### What to do:
1/ From the mailing-list thread about the list of 50 basic sentences, output the passage from "As for the standardization" up to and including "look into it.", copied word for word.
2/ Pick up the mailing-list thread about the list of 50 basic sentences right after its last sentence and keep writing it.

### Quoted passage:
::::

[Lingtyp] A list of 50 basic sentences

JOO, Ian [Student] ian.joo at connect.polyu.hk
Sun May 9 08:43:41 UTC 2021


Dear Matías,

that is a good point, but I would ask: isn't word order one of the most important part of syntax?
So for example, if we compare two languages who use the same words, but one in the order of SVO, and another in the order of OVS, the distance will be 2 (two transpositions).
If we compare two languages that both have the same SVO structure, but happen to use different words for V and O, the distance will be 2 (two substitutions).
In this situation, can we really say that the two SVO languages are much more similar to each other than the SVO and OVS languages are? I think that is debatable.

Regards,
Ian
On 9 May 2021, 4:36 PM +0800, Matías GN <mortem.dei at gmail.com>, wrote:
Dear Ian,

using edit distances makes little sense because edit distances are highly sensitive to ordering.
They are, after all, used for finding optimal alignments.
The distance between abcde and edcba is 4, which is the same as the distance between abcde and afglk, but clearly abcde and edcba are much more similar than abcde is to afglk for obvious reasons.
Whatever you end up measuring will be heavily biased towards word order.

Bes,

El dom, 9 de may. de 2021 a la(s) 10:23, JOO, Ian [Student] (ian.joo at connect.polyu.hk<mailto:ian.joo at connect.polyu.hk>) escribió:
Dear Sandra,

I think those are good points.
I agree that there could be a translation bias, and the idea is to elicit the most natural, preferred style of utterance from the speaker. As Alex François recommended, it may be better to use a dialogue rather than isolated sentences, to elicit the most natural way of speaking and avoid translation bias. And I agree that the number of 50 sentences is small and it should be expanded.
As for the standardization of glosses, I try to make it into the most uniform way possible, for example all copulas being glossed as COP rather than 'be', based on Leipzig glossing rules and other common practices.
As for example 1, I forgot to mention that there is another counting measure, substitution - so NOM is "substituted" into COP, because they are in the same position, so that counts as 1. I'm not 100% sure what counts as the same position, I just let R calculate that, so I should have a closer look into it.

Regards,
Ian
On 9 May 2021, 3:25 PM +0800, Sandra Auderset <sandrauderset at gmail.com<mailto:sandrauderset at gmail.com>>, wrote:
Hi Ian,

Following up on Hartmut, Yunfan and others, I have some questions:
 • What do you do with variation? I’m not familiar with the languages you work on, but ’Tense Future’ in German could be translated as “Ich werde morgen gehen” or “Ich gehe morgen”. The latter would be more frequent in spoken language, but you might get the former because of translation bias. Would you include both? You say that your method accounts for the choice of the speaker, but again I wonder if this isn’t just translation bias.

::::

[Items from a data source]
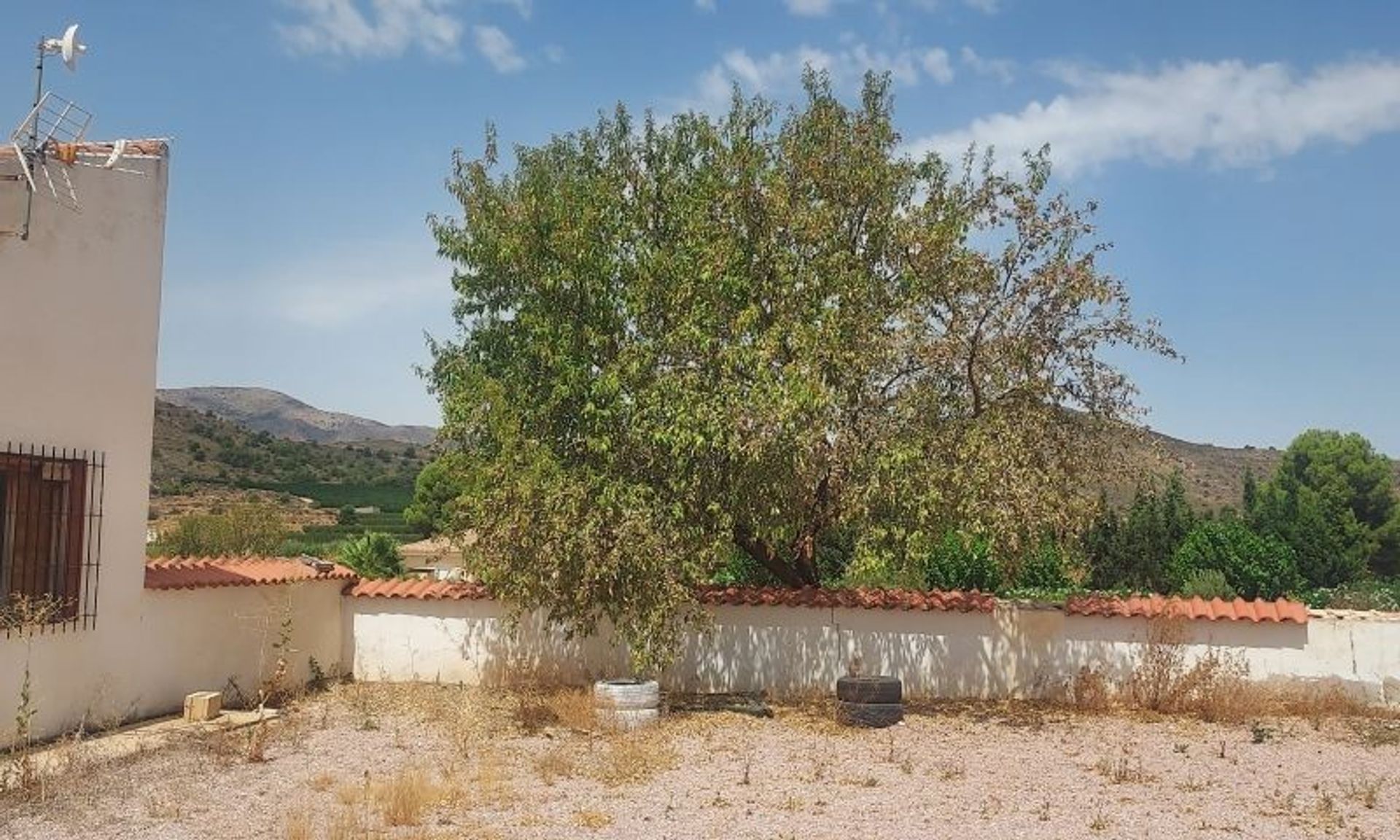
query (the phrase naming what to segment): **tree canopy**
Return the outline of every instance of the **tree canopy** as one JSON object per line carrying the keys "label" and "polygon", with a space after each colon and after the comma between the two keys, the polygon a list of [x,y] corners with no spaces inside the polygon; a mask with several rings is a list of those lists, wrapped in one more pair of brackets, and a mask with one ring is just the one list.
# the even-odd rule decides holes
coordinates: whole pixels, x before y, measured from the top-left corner
{"label": "tree canopy", "polygon": [[431,386],[503,598],[664,661],[735,552],[787,585],[1009,549],[1092,508],[1092,431],[1135,417],[1113,346],[1172,354],[1098,263],[1047,153],[1002,174],[900,153],[889,80],[778,113],[596,125],[458,154],[430,220],[461,333]]}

::::

### Task-by-task outputs:
1/
As for the standardization of glosses, I try to make it into the most uniform way possible, for example all copulas being glossed as COP rather than 'be', based on Leipzig glossing rules and other common practices.
As for example 1, I forgot to mention that there is another counting measure, substitution - so NOM is "substituted" into COP, because they are in the same position, so that counts as 1. I'm not 100% sure what counts as the same position, I just let R calculate that, so I should have a closer look into it.

2/
 • You say that this method has the advantage of including more frequently observed features. I wonder how you know whether that’s the case or not? Do you mean in spoken or written language? As Yunfan pointed out, with 50 sentences you might easily miss some common features.
 • How do you standardize the glosses? For example, how do you decide whether something should be glossed as ‘be’ or copula? That seems important to me, since glossing is very subjective and you might inadvertendly bias the whole calculation. Especially since you already wrote up the conclusion.
 • Lastly, I find it odd that Example 2) is calculated as having distance 1. To me, there are two differences: presence/absence of nominative and the presence/absence of a copula. How do you determine that the copula is in the same slot as the nominative for calculation?

Best,
Sandra


—Sandra Auderset<https://sauderset.github.io/>PhD Candidate | [she/her]Department of Linguistic and Cultural EvolutionMPI for Evolutionary Anthropology&Department of LinguisticsUniversity of California Santa Barbara
On Saturday, May 08, 2021 at 19:16, Hartmut Haberland <hartmut at ruc.dk<https://mailto:hartmut@ruc.dk>> wrote:
Dear Ian,I have a few comments.I was wondering about
Genitive
Alienable
Genitive
Inalienable
Is it a good idea to use ‘genitive’? Would ‘possessive’ not be better?Also I wonder about languages like Finnish which express contrast between definiteness and indefiniteness by word order:Auto on kadulla. ‘The car is in the street.’Kadulla on auto. ‘There is a car in the street.’ (-ulla is inessive case.)Also think of ItalianLa macchina è rotta.È rotta la machina.both ‘The car is broken’, but are answers to different questions (Where is your car?, Why are you late?, resp.); same (SV vs. VS) in Greek. How would you get these results?Best, Hartmut Fra: Lingtyp <lingtyp-bounces at listserv.linguistlist.org<mailto:lingtyp-bounces at listserv.linguistlist.org>> På vegne af JOO, Ian [Student]Sendt: 8. maj 2021 15:08Til: LINGTYP <lingtyp at listserv.linguistlist.org<mailto:lingtyp at listserv.linguistlist.org>>Emne: [Lingtyp] A list of 50 basic sentences
Dear all,

I am trying to make a list of 50 basic sentential meanings.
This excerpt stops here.